Written instruction » Copy the records below, replacing "Provide" with "Return" wherever it occurs and changing nothing else. Leave the pictures out of your copy.

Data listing
=-=-=
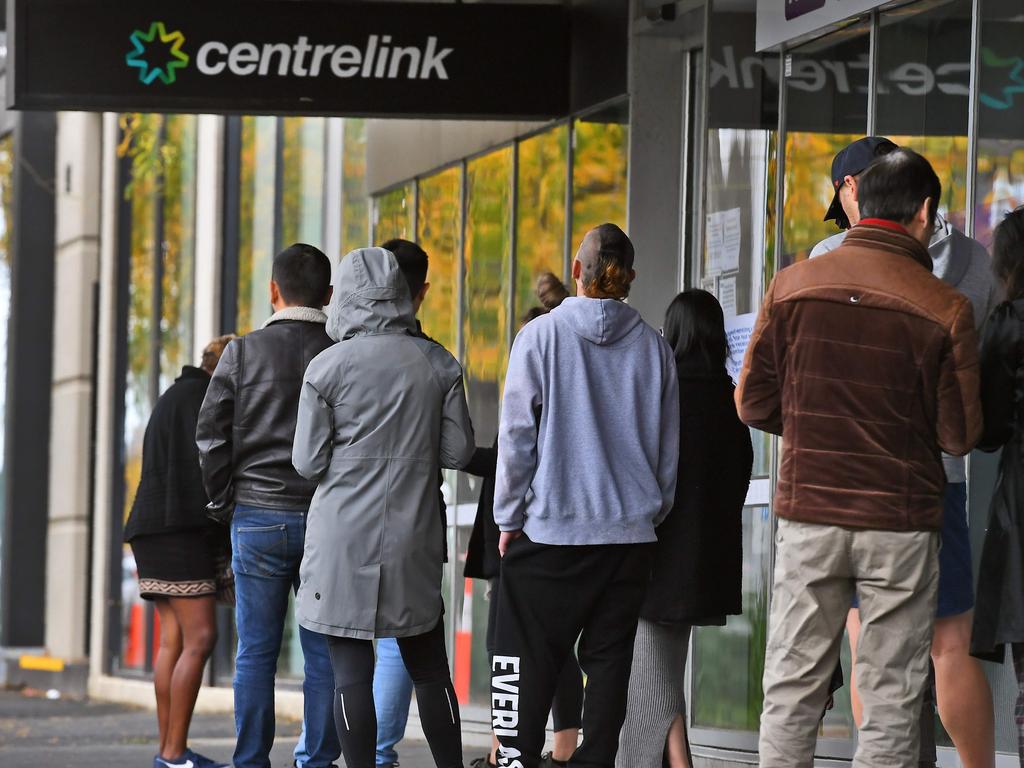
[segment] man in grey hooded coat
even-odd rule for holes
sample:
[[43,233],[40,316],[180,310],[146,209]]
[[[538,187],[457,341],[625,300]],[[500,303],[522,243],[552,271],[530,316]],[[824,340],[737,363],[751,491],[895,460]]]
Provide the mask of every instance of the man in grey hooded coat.
[[456,768],[437,473],[465,466],[475,447],[462,368],[416,335],[409,286],[389,251],[348,254],[335,288],[327,330],[339,343],[306,369],[292,451],[299,474],[318,483],[296,615],[328,636],[349,768],[375,763],[375,637],[397,638],[434,761]]

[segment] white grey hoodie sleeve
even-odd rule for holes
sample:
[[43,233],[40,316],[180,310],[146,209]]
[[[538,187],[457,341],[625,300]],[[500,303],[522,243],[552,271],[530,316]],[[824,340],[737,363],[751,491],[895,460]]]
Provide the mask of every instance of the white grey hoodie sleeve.
[[[526,521],[526,495],[537,472],[537,441],[543,406],[541,365],[524,329],[512,345],[502,418],[498,429],[495,476],[495,522],[500,530],[521,530]],[[678,428],[678,426],[677,426]]]
[[331,466],[334,449],[334,410],[308,372],[299,394],[299,414],[292,442],[292,466],[307,480],[319,480]]
[[676,503],[676,475],[679,471],[679,376],[676,360],[668,349],[662,355],[662,451],[657,461],[657,484],[662,488],[660,525]]

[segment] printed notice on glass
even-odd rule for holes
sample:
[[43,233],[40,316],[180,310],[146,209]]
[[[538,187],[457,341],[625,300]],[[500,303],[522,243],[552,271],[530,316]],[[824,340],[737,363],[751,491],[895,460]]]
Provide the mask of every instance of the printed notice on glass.
[[728,272],[739,268],[740,221],[738,208],[708,214],[708,271]]
[[718,301],[728,319],[736,316],[736,275],[723,274],[718,281]]
[[757,312],[748,312],[725,318],[725,336],[729,340],[729,357],[725,361],[725,370],[736,383],[739,382],[739,371],[743,367],[746,345],[751,341],[751,334],[754,332],[754,323],[757,318]]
=-=-=
The solution »
[segment] man in grey hooded coat
even-odd rule for holes
sample:
[[43,233],[40,316],[180,310],[146,209]]
[[[538,187],[457,341],[625,300]],[[500,303],[522,243],[552,271],[530,316]],[[824,340],[737,363],[751,491],[895,460]]]
Return the mask of every instance of the man in grey hooded coat.
[[456,768],[437,473],[465,466],[475,447],[462,368],[416,335],[409,286],[389,251],[348,254],[335,288],[327,330],[339,343],[306,369],[292,451],[299,474],[318,483],[296,615],[328,636],[349,768],[375,763],[375,637],[397,638],[434,761]]

[segment] white grey hoodie sleeve
even-odd rule for holes
sample:
[[43,233],[40,316],[180,310],[146,209]]
[[[538,187],[457,341],[625,300]],[[500,303],[522,243],[552,271],[530,316]],[[824,340],[737,363],[751,491],[895,460]]]
Return the mask of every instance of the white grey hoodie sleeve.
[[[526,521],[526,495],[537,472],[537,441],[543,406],[541,365],[524,329],[512,345],[502,418],[498,429],[495,476],[495,522],[500,530],[521,530]],[[678,428],[678,426],[677,426]]]
[[331,466],[334,449],[334,410],[308,372],[299,394],[299,414],[292,442],[292,466],[307,480],[319,480]]
[[676,503],[676,475],[679,471],[679,376],[676,360],[668,349],[662,355],[662,451],[657,461],[657,484],[662,488],[660,525]]

[segment] printed notice on glass
even-odd rule for holes
sample:
[[43,233],[40,316],[180,310],[146,209]]
[[[538,187],[457,341],[625,300]],[[500,303],[522,243],[552,271],[530,316]],[[824,340],[737,363],[751,491],[895,460]]]
Return the mask of every instance of the printed notice on glass.
[[728,272],[739,268],[740,221],[738,208],[708,214],[708,271]]
[[718,301],[728,319],[736,316],[736,275],[723,274],[718,281]]
[[757,312],[748,312],[725,318],[725,336],[729,340],[729,357],[725,361],[725,370],[736,383],[739,382],[739,371],[743,367],[746,345],[751,341],[751,334],[754,332],[754,323],[757,318]]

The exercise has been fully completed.